**TASK PROMPT:** Extract each record and reproduce it exactly.

**Entries taken from a collection:**
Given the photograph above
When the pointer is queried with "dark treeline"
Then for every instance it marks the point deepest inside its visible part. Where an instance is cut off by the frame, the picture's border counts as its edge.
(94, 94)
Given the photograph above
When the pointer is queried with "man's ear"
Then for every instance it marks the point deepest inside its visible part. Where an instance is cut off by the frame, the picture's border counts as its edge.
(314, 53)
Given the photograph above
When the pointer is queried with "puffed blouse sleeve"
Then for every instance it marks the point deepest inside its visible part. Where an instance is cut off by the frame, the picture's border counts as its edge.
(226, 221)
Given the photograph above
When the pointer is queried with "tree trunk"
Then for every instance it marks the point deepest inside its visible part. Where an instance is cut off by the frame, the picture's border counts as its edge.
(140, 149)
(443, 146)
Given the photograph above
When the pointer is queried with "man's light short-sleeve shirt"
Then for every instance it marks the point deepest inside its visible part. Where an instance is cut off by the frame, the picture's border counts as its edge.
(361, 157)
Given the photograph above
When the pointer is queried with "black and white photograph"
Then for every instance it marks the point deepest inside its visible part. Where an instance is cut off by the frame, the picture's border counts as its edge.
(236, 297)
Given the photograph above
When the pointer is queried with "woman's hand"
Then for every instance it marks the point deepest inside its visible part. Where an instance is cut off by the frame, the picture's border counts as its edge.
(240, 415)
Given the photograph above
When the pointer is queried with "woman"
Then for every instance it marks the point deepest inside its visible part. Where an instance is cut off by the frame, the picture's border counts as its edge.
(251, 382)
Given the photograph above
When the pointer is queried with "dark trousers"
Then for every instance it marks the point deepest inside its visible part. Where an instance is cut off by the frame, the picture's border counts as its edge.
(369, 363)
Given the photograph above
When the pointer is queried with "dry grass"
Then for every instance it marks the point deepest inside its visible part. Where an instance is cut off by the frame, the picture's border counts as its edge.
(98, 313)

**PROBLEM SOLUTION:**
Given the photograph above
When the pointer is queried with "dark treeline"
Then for every instance it marks the point deepest inside its visible part. Where an instance is cut off by the frame, the picture's border counts as its edge.
(94, 94)
Given the photograph above
When the pointer is queried with "man's ear"
Then for every instance it marks the point deepest inside its visible part. Where an instance is cut off by the frame, the picture's border counts as its edge.
(314, 53)
Given the photograph above
When the pointer is queried with "puffed blouse sleeve"
Then for every instance it marks the point deepest inside its visible part. Where an instance is cut off by the frame, the picture's border counts as its edge.
(226, 221)
Given the photograph above
When the pointer is queried with "tree trunk"
Then for every instance it marks the point deepest inside its visible part. Where an instance is cut off by the frame, the picture's border counts as its edge.
(140, 149)
(443, 146)
Given the photograph above
When the pointer is queried with "man's light short-sleeve shirt"
Then for every instance it marks the point deepest inside its visible part. Where an instance is cut off by the frame, the picture's border counts as its edge.
(361, 157)
Given the photograph above
When the pointer is queried with "black and white photograph"
Then for every instance it marks the point deepest inside its visible part. Where an instance is cut off by the frame, the picture's border counts as its edge.
(236, 297)
Given the photograph above
When the pointer is queried with "woman's hand"
Then for every instance it marks the point deepest inside its visible part. Where an instance is cut off by the frame, the picture's border counts as its edge.
(240, 415)
Given the photograph above
When the pointer is queried with "woman"
Then for every instance it marks the point deepest inside its visible part. Where an instance is cut off by the frame, the picture's border counts as its edge.
(251, 382)
Given the photograph above
When the pointer is queried with "dark trousers"
Then for every instance it marks the point deepest inside its visible part. Where an instance is cut off by the frame, the picture's border counts as its edge.
(369, 363)
Given the photograph above
When the pointer is queried with "dry grass"
Then for every instance it marks the point deepest inside its visible part. Where an instance is cut off by the frame, the picture's border counts as its edge.
(98, 313)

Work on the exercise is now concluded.